**演習用文章**
=-=-=-=-=

現在のテキスト生成AIは、文字を組み合わせて精度の高い自然な文章を作成できるようになっていますが、情報の正確性をAI自ら判断できません。企業で生成AIを活用する際は、生成されたコンテンツの内容が正しいかどうかを細かく確認しましょう。
著作権問題
生成AIを活用する場合、気づかないうちに他人の著作権を侵害する恐れがあります。生成AIをはじめとしたAIは、学習データをもとに新しいコンテンツを生成します。そのため、学習データの中に他人の作品や商品、サービスの情報が含まれていれば、著作権法の違反につながる可能性があるため、利用する際には注意しなければなりません。
生成AIによって作成されたコンテンツを業務に活用する場合は、他人の著作権を侵害していないかどうかの確認が必要不可欠です。現在は、生成AIに対応した法整備が十分ではなく、著作権法の違反をはじめとしたさまざまな問題が発生しています。生成AIで作成したオリジナルのコンテンツであっても、他人の著作権を侵害する恐れがあるため、使用する際は慎重に判断しましょう。
セキュリティ対策
生成AIを業務で活用する際には、情報セキュリティに関しても注意が必要です。特にクラウドベースのAIサービスを利用する場合、情報漏洩のリスクが高くなります。例えば、生成AIでコンテンツを作成するために、顧客情報の含まれる内容をサービス内で入力すれば、情報がデータベースに自動で記録され、他のユーザーの目に入る形で利用される可能性もあります。

=-=-=-=-=

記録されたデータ
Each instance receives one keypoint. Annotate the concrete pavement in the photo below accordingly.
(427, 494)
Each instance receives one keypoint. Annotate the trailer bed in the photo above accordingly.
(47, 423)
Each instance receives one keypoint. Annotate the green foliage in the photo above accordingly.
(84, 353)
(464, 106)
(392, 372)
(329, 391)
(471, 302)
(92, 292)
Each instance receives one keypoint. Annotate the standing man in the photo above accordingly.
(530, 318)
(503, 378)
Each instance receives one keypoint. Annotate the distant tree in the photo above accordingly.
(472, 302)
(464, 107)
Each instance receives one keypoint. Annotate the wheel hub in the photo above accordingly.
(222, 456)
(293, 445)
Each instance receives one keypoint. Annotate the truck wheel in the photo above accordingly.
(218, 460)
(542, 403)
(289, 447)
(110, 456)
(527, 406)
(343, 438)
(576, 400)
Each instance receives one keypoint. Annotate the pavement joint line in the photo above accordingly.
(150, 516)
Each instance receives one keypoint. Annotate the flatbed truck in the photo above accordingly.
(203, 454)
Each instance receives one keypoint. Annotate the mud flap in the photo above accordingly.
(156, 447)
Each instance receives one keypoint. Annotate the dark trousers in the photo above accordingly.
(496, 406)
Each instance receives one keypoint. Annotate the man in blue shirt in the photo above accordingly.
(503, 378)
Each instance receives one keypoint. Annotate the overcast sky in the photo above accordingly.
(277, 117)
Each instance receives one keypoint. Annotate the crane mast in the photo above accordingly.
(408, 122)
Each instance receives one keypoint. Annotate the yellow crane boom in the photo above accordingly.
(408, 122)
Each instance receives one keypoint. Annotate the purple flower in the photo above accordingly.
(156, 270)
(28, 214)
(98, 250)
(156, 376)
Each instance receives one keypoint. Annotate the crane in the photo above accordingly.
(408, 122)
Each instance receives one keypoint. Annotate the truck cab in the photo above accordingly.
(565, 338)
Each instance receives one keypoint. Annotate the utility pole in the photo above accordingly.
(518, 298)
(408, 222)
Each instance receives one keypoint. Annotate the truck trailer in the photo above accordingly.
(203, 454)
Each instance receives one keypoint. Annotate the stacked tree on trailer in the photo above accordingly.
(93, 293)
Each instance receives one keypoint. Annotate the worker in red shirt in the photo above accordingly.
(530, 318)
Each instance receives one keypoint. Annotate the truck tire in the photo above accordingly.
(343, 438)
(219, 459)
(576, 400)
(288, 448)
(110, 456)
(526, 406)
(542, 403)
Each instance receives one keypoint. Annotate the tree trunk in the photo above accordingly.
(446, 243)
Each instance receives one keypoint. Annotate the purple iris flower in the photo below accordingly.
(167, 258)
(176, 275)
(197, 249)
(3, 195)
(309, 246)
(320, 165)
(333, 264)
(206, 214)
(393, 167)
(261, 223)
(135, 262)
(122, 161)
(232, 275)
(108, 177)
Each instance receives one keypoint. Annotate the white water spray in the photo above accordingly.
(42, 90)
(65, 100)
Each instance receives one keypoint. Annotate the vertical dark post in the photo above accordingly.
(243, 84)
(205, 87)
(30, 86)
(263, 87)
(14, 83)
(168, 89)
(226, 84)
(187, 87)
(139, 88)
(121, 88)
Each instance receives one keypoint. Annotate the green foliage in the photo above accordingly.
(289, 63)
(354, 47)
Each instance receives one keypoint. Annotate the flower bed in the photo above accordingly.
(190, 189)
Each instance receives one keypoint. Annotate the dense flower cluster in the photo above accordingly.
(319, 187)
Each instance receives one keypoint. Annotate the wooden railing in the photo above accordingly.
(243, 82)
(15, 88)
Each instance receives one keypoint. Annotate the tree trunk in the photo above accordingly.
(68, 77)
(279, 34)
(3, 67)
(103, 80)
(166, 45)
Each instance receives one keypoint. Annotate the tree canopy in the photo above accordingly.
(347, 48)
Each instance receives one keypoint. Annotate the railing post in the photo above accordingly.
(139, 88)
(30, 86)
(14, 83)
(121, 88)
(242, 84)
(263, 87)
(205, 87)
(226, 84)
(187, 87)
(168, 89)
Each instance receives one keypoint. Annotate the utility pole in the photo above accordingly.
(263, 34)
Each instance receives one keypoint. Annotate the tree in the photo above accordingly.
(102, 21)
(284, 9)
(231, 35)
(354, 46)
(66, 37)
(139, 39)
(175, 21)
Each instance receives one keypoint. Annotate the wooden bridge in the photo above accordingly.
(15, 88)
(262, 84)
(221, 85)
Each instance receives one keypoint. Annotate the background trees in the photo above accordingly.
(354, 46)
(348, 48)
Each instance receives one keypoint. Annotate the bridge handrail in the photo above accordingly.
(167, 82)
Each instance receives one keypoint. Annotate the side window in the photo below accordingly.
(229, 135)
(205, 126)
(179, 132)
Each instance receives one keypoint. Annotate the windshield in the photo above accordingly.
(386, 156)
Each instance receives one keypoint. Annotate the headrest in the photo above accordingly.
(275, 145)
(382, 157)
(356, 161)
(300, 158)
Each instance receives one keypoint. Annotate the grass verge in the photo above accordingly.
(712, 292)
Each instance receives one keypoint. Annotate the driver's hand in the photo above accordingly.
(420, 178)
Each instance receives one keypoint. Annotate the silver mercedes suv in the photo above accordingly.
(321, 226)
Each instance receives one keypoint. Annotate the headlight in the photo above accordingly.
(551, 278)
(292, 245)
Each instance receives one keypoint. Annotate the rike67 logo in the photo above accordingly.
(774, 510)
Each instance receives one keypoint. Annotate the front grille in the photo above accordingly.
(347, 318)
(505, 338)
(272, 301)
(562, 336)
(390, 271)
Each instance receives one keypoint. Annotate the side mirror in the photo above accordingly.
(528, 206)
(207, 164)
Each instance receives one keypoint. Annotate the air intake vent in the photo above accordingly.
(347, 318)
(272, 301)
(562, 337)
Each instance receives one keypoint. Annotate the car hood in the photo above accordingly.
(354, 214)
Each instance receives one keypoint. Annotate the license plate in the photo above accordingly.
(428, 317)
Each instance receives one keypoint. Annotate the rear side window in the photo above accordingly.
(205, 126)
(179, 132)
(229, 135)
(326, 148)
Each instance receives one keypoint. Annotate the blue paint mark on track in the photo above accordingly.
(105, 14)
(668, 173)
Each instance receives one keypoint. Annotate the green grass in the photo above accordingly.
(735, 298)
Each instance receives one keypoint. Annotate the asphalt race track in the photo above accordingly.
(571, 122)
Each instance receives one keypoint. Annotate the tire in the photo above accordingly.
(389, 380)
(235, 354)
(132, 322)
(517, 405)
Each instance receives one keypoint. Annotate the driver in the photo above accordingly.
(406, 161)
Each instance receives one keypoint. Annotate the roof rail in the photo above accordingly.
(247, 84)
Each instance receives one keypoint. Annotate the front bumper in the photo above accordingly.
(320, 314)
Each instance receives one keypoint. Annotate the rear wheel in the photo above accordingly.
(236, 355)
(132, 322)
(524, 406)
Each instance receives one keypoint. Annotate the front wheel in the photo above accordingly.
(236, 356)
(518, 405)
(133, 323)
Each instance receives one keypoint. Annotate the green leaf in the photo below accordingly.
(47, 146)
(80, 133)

=-=-=-=-=

**やること**
a) 生成AI活用の注意点についての文章から、「現在のテキスト生成AIは、文」で始まり「は注意しなければなりません。」で終わる部分を一字も変えずに書き写してください。
b) 生成AI活用の注意点についての文章によると、クラウドベースのAIサービスを利用する場合に高くなるのは何のリスクですか。
c) 生成AI活用の注意点についての文章を、最後の文のあとから書き進めてください。
記録は参照する必要がありません。

**解答一覧**
a)
現在のテキスト生成AIは、文字を組み合わせて精度の高い自然な文章を作成できるようになっていますが、情報の正確性をAI自ら判断できません。企業で生成AIを活用する際は、生成されたコンテンツの内容が正しいかどうかを細かく確認しましょう。
著作権問題
生成AIを活用する場合、気づかないうちに他人の著作権を侵害する恐れがあります。生成AIをはじめとしたAIは、学習データをもとに新しいコンテンツを生成します。そのため、学習データの中に他人の作品や商品、サービスの情報が含まれていれば、著作権法の違反につながる可能性があるため、利用する際には注意しなければなりません。

b) 情報漏洩のリスクです。

c)
生成AIのサービスで入力した情報は、AIの学習データとして自動的に活用される可能性が高いため、機密情報の入力は控えましょう。また、生成AIが作成したコンテンツが、自社のセキュリティポリシーに違反する可能性もあります。利用する際は、事前にセキュリティポリシーに違反していないかどうかの確認が必要です。
国内での生成AIの活用事例3選
生成AIは、海外だけでなく、国内の企業もすでに活用しています。国内での生成AIの活用事例を、以下の3つ紹介します。
- コカ・コーラ(広告制作)
- パナソニック(社内向けAIアシスタントサービス)
- LINEヤフー(ソフトウェア開発)
活用事例を確認して、自社で利用する際の参考にしましょう。
コカ・コーラ(広告制作)
コカ・コーラ社は、OpenAIのDALL-EとGPT-4を組み合わせた「Create Real Magic」というプラットフォームを公表しました。生成AIを使ってアート作品を生成できるプラットフォームで、コカ・コーラのロゴやボトルを作成可能です。コカ・コーラ社は、最先端のAI技術によるマーケティングの強化や、事業の効率化を図る取り組みを積極的に行っています。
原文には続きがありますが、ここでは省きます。